*** Opening of Stored data ***
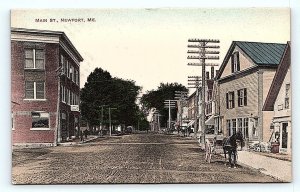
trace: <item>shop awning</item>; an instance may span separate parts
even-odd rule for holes
[[[195,123],[195,120],[191,120],[191,121],[189,122],[189,124],[187,125],[187,127],[192,126],[194,123]]]
[[[214,121],[214,116],[211,115],[206,121],[205,121],[205,125],[214,125],[215,121]]]

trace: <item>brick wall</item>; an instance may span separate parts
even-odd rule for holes
[[[43,46],[45,50],[45,70],[24,70],[24,48],[28,45]],[[21,41],[11,42],[11,99],[14,129],[12,131],[13,143],[53,143],[56,127],[58,81],[55,70],[59,64],[59,45],[28,43]],[[32,101],[25,99],[25,79],[39,79],[45,81],[45,101]],[[45,111],[50,113],[50,130],[30,130],[32,127],[32,111]]]

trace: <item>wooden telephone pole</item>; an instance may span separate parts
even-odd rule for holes
[[[187,91],[175,91],[175,100],[179,101],[179,107],[180,107],[180,114],[179,114],[180,128],[182,127],[183,106],[186,105],[187,95],[188,95]]]
[[[187,59],[197,59],[199,63],[188,63],[190,66],[201,66],[202,67],[202,82],[201,82],[201,132],[202,138],[200,138],[200,142],[202,144],[205,143],[205,67],[206,66],[218,66],[216,63],[206,63],[206,60],[218,60],[219,56],[212,56],[215,54],[219,54],[219,51],[212,51],[208,49],[219,49],[218,45],[209,45],[210,43],[220,43],[219,40],[216,39],[189,39],[188,42],[192,42],[194,44],[188,45],[188,48],[195,48],[197,50],[188,50],[189,54],[196,54],[197,56],[188,56]]]
[[[165,100],[165,108],[169,108],[168,132],[171,130],[171,108],[176,108],[176,100]]]

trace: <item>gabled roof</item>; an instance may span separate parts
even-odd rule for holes
[[[270,90],[268,92],[266,101],[263,106],[263,111],[273,111],[274,104],[277,99],[278,93],[282,86],[282,83],[286,77],[288,69],[291,65],[291,50],[290,50],[290,42],[287,43],[286,49],[284,51],[284,55],[280,61],[280,64],[277,68],[276,74],[272,81]]]
[[[286,44],[257,43],[237,41],[236,45],[241,48],[255,64],[279,64]]]
[[[216,79],[219,79],[228,63],[228,60],[234,50],[238,46],[256,65],[276,66],[279,64],[284,53],[286,44],[280,43],[262,43],[262,42],[247,42],[233,41],[222,62],[219,73]]]

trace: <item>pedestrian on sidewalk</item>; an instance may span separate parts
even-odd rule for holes
[[[88,130],[86,129],[86,130],[84,130],[84,137],[85,137],[85,139],[87,139],[87,135],[88,135]]]
[[[83,140],[83,132],[82,132],[82,130],[80,130],[80,141],[82,141],[82,142],[84,141]]]

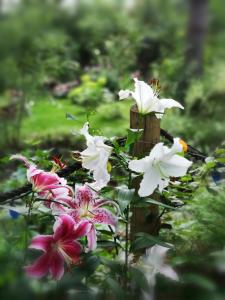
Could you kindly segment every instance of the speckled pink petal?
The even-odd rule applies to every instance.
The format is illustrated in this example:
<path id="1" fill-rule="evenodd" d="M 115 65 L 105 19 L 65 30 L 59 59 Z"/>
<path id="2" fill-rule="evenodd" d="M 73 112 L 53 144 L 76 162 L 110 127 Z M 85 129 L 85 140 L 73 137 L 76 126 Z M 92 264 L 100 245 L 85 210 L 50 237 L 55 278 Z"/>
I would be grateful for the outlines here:
<path id="1" fill-rule="evenodd" d="M 94 250 L 97 247 L 97 236 L 96 236 L 96 230 L 94 225 L 92 225 L 91 230 L 87 234 L 87 240 L 88 240 L 88 249 L 90 251 Z"/>
<path id="2" fill-rule="evenodd" d="M 94 201 L 94 194 L 87 185 L 77 187 L 75 197 L 81 206 L 88 205 L 89 202 Z"/>
<path id="3" fill-rule="evenodd" d="M 116 226 L 117 219 L 116 217 L 105 208 L 96 208 L 92 210 L 94 223 L 107 224 Z"/>

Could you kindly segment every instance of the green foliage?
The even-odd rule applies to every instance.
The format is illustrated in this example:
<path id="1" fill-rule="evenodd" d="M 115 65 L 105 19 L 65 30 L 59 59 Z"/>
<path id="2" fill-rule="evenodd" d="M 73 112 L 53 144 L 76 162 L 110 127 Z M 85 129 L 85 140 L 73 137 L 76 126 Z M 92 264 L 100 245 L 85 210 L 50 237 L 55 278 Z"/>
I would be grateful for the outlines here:
<path id="1" fill-rule="evenodd" d="M 110 102 L 113 99 L 112 94 L 105 88 L 106 78 L 99 77 L 93 80 L 88 74 L 81 76 L 81 84 L 69 92 L 69 99 L 74 104 L 86 106 L 94 109 L 99 104 Z"/>
<path id="2" fill-rule="evenodd" d="M 160 240 L 160 238 L 147 233 L 140 232 L 137 234 L 136 240 L 134 240 L 131 244 L 131 251 L 136 252 L 137 250 L 150 248 L 154 245 L 160 245 L 163 247 L 171 248 L 171 245 L 163 242 L 162 240 Z"/>
<path id="3" fill-rule="evenodd" d="M 89 0 L 78 1 L 76 8 L 69 10 L 61 9 L 60 2 L 23 0 L 17 9 L 1 13 L 2 153 L 15 153 L 16 147 L 21 146 L 32 148 L 24 154 L 50 170 L 49 157 L 56 151 L 65 152 L 68 158 L 68 145 L 71 143 L 75 149 L 75 143 L 80 143 L 77 136 L 70 136 L 71 127 L 76 132 L 87 119 L 96 134 L 124 136 L 131 102 L 115 102 L 113 95 L 124 86 L 131 87 L 131 77 L 139 75 L 147 80 L 159 78 L 160 96 L 174 98 L 185 106 L 184 112 L 168 112 L 161 123 L 163 128 L 208 154 L 224 139 L 225 18 L 220 0 L 209 1 L 205 73 L 197 79 L 185 65 L 188 17 L 185 1 L 138 0 L 133 7 L 125 9 L 126 1 Z M 54 100 L 46 93 L 46 82 L 72 80 L 80 81 L 80 85 L 70 91 L 69 99 Z M 22 115 L 8 112 L 13 102 L 12 89 L 23 92 Z M 20 101 L 16 105 L 20 107 Z M 118 235 L 112 235 L 109 228 L 99 230 L 99 252 L 85 254 L 83 263 L 74 268 L 72 276 L 65 276 L 57 285 L 51 280 L 27 280 L 22 271 L 28 240 L 36 232 L 50 231 L 50 217 L 46 212 L 37 217 L 38 202 L 34 205 L 32 220 L 23 215 L 12 220 L 8 209 L 1 210 L 0 265 L 3 271 L 0 287 L 3 288 L 0 298 L 87 300 L 101 296 L 102 299 L 126 299 L 123 286 L 127 282 L 123 280 L 129 281 L 129 289 L 137 292 L 135 299 L 140 298 L 140 290 L 146 288 L 144 274 L 136 267 L 125 266 L 124 258 L 122 262 L 116 258 L 116 251 L 124 252 L 126 246 L 121 232 L 126 224 L 124 214 L 131 202 L 143 208 L 157 205 L 163 228 L 167 228 L 161 230 L 159 238 L 139 234 L 131 249 L 139 252 L 154 244 L 176 245 L 172 259 L 180 271 L 182 284 L 178 287 L 159 277 L 156 294 L 163 299 L 224 298 L 224 290 L 215 280 L 222 278 L 217 271 L 218 266 L 224 265 L 224 179 L 216 183 L 212 179 L 213 172 L 224 173 L 224 166 L 218 164 L 225 163 L 224 149 L 218 148 L 216 158 L 204 166 L 195 164 L 180 185 L 174 184 L 164 191 L 161 202 L 137 199 L 126 186 L 127 163 L 122 151 L 132 147 L 139 136 L 129 131 L 125 148 L 113 142 L 116 157 L 112 158 L 112 165 L 120 169 L 117 173 L 112 169 L 112 175 L 120 187 L 116 192 L 110 187 L 103 194 L 120 206 L 122 225 Z M 18 140 L 21 143 L 17 143 Z M 10 148 L 6 149 L 5 144 Z M 37 145 L 54 149 L 35 151 Z M 23 185 L 26 180 L 23 168 L 12 173 L 15 165 L 8 164 L 8 156 L 0 163 L 1 190 Z M 9 174 L 12 175 L 6 180 Z M 88 174 L 80 171 L 73 174 L 69 182 L 88 179 Z M 29 198 L 23 201 L 28 203 Z M 171 226 L 172 230 L 168 230 Z M 170 297 L 166 293 L 171 290 L 175 295 L 172 293 Z M 66 296 L 65 291 L 68 291 Z"/>

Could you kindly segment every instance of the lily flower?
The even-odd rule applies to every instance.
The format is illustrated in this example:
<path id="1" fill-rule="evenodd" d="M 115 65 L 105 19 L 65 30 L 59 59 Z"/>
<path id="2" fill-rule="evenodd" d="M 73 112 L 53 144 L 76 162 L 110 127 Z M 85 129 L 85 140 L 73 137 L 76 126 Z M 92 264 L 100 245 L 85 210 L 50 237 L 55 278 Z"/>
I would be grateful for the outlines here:
<path id="1" fill-rule="evenodd" d="M 38 169 L 35 164 L 19 154 L 12 155 L 10 159 L 18 159 L 24 162 L 27 168 L 27 179 L 32 184 L 33 191 L 40 197 L 51 199 L 54 194 L 71 193 L 71 188 L 66 185 L 66 179 L 59 177 L 56 173 Z"/>
<path id="2" fill-rule="evenodd" d="M 105 187 L 110 180 L 108 172 L 108 160 L 112 153 L 112 147 L 104 144 L 102 136 L 92 136 L 88 132 L 88 122 L 81 129 L 81 134 L 86 138 L 87 148 L 81 152 L 82 166 L 93 172 L 95 190 Z"/>
<path id="3" fill-rule="evenodd" d="M 134 82 L 135 90 L 121 90 L 119 91 L 119 98 L 123 100 L 130 96 L 133 97 L 140 114 L 145 115 L 154 112 L 156 117 L 160 119 L 167 108 L 184 108 L 179 102 L 173 99 L 159 99 L 158 91 L 154 91 L 153 88 L 144 81 L 134 78 Z"/>
<path id="4" fill-rule="evenodd" d="M 59 187 L 51 190 L 50 192 L 49 191 L 39 192 L 38 196 L 41 197 L 42 199 L 46 199 L 46 201 L 44 201 L 45 206 L 51 208 L 52 203 L 54 204 L 56 202 L 60 203 L 64 200 L 71 199 L 71 197 L 73 196 L 73 191 L 72 188 L 69 186 L 59 185 Z"/>
<path id="5" fill-rule="evenodd" d="M 64 262 L 68 266 L 79 262 L 82 247 L 76 239 L 85 236 L 89 227 L 87 221 L 77 225 L 72 217 L 61 215 L 54 224 L 53 235 L 37 235 L 32 239 L 29 248 L 41 250 L 44 254 L 25 267 L 27 275 L 40 278 L 50 272 L 54 279 L 59 280 L 64 274 Z"/>
<path id="6" fill-rule="evenodd" d="M 171 148 L 158 143 L 148 156 L 129 162 L 130 170 L 144 174 L 138 191 L 139 196 L 150 196 L 156 188 L 162 192 L 168 186 L 170 176 L 180 177 L 187 173 L 192 162 L 177 155 L 182 150 L 179 138 L 175 138 Z"/>
<path id="7" fill-rule="evenodd" d="M 77 187 L 74 199 L 64 199 L 61 202 L 66 204 L 66 206 L 59 207 L 59 205 L 53 203 L 53 212 L 69 214 L 76 223 L 83 220 L 89 222 L 90 231 L 87 233 L 89 250 L 94 250 L 97 246 L 95 224 L 106 224 L 116 227 L 117 218 L 108 209 L 102 208 L 102 206 L 113 205 L 119 211 L 117 204 L 114 201 L 97 199 L 97 193 L 87 185 Z"/>
<path id="8" fill-rule="evenodd" d="M 172 280 L 178 281 L 178 275 L 173 268 L 165 264 L 166 253 L 169 248 L 155 245 L 146 250 L 146 254 L 139 261 L 139 268 L 144 272 L 150 286 L 155 285 L 157 274 L 162 274 Z"/>

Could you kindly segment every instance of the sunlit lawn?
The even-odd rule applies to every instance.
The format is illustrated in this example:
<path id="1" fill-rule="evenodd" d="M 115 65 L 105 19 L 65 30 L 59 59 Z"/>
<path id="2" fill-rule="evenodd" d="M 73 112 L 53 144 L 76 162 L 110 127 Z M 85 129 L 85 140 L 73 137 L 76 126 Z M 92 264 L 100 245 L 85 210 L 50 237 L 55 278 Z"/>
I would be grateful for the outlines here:
<path id="1" fill-rule="evenodd" d="M 96 134 L 124 135 L 129 126 L 130 105 L 129 101 L 102 104 L 88 116 L 87 108 L 77 106 L 70 100 L 40 100 L 24 118 L 22 136 L 25 139 L 72 136 L 72 131 L 80 129 L 87 119 L 91 127 L 98 130 Z M 66 114 L 73 115 L 75 119 L 66 118 Z"/>

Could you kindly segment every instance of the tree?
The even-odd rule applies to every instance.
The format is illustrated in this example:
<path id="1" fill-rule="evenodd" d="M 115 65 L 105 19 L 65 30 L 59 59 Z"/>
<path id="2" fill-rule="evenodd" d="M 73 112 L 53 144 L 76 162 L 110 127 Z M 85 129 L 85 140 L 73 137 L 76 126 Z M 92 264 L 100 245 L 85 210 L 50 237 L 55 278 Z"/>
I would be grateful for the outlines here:
<path id="1" fill-rule="evenodd" d="M 189 0 L 186 63 L 194 75 L 203 72 L 204 41 L 208 25 L 208 0 Z"/>

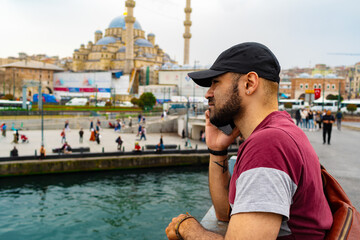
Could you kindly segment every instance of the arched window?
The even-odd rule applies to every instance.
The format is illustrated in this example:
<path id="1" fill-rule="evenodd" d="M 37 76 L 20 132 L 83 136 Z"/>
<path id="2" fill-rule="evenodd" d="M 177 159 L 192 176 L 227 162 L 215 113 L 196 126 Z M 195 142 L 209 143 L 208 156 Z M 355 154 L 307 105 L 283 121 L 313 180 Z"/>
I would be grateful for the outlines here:
<path id="1" fill-rule="evenodd" d="M 333 84 L 331 87 L 332 87 L 332 89 L 335 89 L 335 84 Z"/>
<path id="2" fill-rule="evenodd" d="M 303 88 L 303 85 L 302 84 L 300 84 L 300 89 L 302 89 Z"/>
<path id="3" fill-rule="evenodd" d="M 314 89 L 317 87 L 317 85 L 316 84 L 314 84 Z"/>
<path id="4" fill-rule="evenodd" d="M 308 89 L 309 88 L 309 84 L 305 84 L 305 89 Z"/>
<path id="5" fill-rule="evenodd" d="M 330 89 L 330 84 L 326 85 L 326 89 Z"/>

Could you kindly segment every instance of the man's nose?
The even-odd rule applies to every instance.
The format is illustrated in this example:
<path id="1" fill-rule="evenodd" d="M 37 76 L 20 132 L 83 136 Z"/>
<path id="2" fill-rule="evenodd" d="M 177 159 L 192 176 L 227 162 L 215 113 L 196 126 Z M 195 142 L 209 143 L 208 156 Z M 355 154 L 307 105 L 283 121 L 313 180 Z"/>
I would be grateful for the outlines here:
<path id="1" fill-rule="evenodd" d="M 209 99 L 209 98 L 211 98 L 211 97 L 213 97 L 214 96 L 214 91 L 212 90 L 212 88 L 210 87 L 207 91 L 206 91 L 206 93 L 205 93 L 205 98 L 206 99 Z"/>

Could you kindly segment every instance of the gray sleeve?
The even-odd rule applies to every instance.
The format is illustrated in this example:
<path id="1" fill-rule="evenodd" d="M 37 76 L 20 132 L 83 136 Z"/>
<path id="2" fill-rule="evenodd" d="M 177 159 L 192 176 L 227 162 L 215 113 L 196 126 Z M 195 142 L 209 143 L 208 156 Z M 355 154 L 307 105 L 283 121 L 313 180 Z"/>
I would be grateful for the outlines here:
<path id="1" fill-rule="evenodd" d="M 236 195 L 231 215 L 244 212 L 271 212 L 289 219 L 290 205 L 297 186 L 278 169 L 255 168 L 236 180 Z"/>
*** Close of Stored data ***
Count the lines of the listing above that include the word "item" and state the total with nothing else.

5